— WORK INSTRUCTION —
Please copy every line of the data in which the string "photo" appears.

— PROVIDED MATERIAL —
:::::
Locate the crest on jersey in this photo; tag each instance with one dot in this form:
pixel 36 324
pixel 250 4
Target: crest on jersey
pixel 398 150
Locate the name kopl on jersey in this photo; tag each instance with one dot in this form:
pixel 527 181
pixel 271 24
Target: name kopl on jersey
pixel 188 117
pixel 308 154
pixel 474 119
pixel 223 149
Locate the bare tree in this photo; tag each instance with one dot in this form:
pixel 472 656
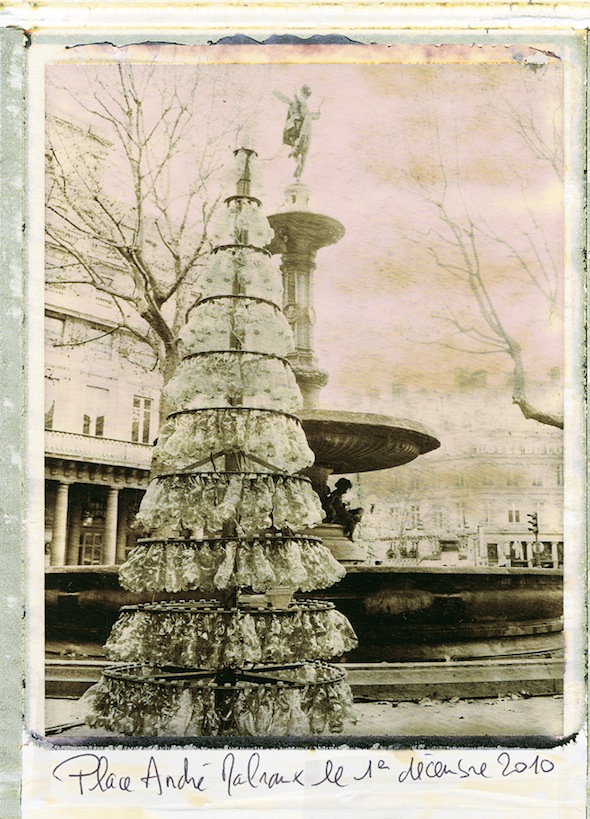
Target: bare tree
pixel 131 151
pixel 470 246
:::::
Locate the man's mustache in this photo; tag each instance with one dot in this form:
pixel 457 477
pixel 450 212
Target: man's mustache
:::::
— RESULT OF THE EXERCISE —
Locate the crest on jersey in this photo; tag each instance with one dot in this form:
Locate the name kopl on jersey in this photo; tag each instance with one dot in this form:
Locate the bare tree in this photo; tag each instance with one dot in this form:
Locate the man's mustache in this photo; tag each instance with one dot in this form:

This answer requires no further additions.